**Given request**
Copy the rows verbatim, beginning with the line that contains "Ground plant tray" and continuing through the line that contains "[0,0,309,172]", both included, and omit the pictures from your answer.
▬▬▬▬▬▬
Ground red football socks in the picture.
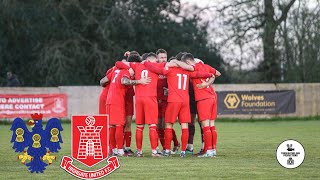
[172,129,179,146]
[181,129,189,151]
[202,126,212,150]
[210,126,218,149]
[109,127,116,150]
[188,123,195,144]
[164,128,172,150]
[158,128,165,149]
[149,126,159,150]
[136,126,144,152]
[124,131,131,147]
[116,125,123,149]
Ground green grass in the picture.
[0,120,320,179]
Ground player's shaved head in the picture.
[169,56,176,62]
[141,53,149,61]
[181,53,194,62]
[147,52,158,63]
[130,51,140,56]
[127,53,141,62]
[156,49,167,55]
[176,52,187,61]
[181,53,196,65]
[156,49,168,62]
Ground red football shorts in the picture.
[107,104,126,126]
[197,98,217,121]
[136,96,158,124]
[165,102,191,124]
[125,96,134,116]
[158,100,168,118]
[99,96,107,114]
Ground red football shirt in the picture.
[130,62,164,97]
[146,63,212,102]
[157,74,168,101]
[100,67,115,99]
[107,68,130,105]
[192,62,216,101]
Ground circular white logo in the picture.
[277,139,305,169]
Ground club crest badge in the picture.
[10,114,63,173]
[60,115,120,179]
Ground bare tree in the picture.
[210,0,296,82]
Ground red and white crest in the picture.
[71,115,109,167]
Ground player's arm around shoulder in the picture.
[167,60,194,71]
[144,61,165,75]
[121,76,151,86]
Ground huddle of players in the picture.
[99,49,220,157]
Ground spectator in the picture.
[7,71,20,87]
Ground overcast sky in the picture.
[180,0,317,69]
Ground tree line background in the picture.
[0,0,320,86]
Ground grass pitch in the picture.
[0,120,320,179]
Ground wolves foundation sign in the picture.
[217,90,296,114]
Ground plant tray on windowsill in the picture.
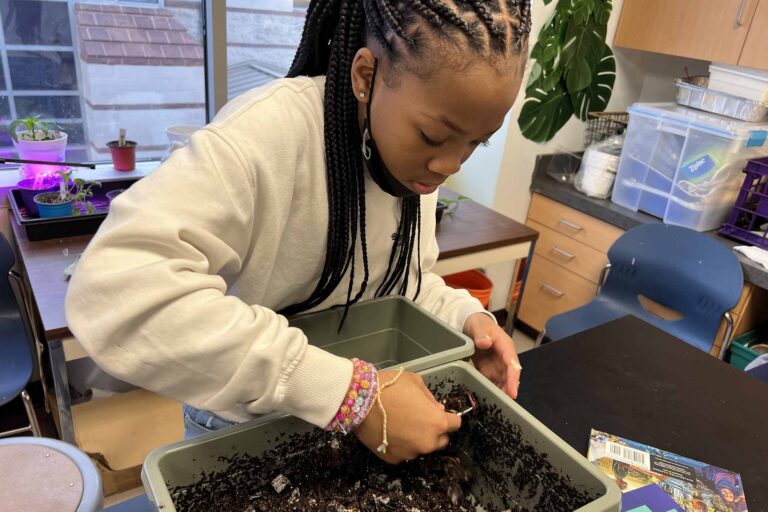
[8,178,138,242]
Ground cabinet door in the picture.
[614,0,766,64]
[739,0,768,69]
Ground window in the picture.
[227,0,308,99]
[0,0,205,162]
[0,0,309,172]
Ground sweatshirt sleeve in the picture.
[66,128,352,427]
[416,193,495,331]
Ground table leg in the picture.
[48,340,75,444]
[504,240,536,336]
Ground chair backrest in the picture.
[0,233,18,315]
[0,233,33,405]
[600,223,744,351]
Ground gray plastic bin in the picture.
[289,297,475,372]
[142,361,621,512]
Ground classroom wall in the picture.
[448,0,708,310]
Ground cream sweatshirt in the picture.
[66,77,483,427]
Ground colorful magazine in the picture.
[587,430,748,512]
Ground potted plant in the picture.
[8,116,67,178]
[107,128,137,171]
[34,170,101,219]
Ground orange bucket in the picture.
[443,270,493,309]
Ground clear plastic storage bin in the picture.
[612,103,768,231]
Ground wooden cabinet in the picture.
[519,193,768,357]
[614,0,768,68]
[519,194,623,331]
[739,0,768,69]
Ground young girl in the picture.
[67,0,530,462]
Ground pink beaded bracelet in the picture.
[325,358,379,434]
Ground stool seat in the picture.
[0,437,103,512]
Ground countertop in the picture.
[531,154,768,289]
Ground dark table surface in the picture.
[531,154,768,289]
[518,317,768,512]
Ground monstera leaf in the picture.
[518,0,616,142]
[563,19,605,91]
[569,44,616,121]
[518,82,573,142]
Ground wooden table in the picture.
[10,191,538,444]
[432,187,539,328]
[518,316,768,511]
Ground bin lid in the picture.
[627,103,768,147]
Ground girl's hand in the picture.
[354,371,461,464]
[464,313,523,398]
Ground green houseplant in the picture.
▬▬▬▬▬▬
**Correct output**
Ground plant tray on windowsill in the picture.
[8,178,138,242]
Ground cabinet door in the picture.
[614,0,766,64]
[739,0,768,69]
Ground window in the picture.
[227,0,308,99]
[0,0,205,162]
[0,0,309,172]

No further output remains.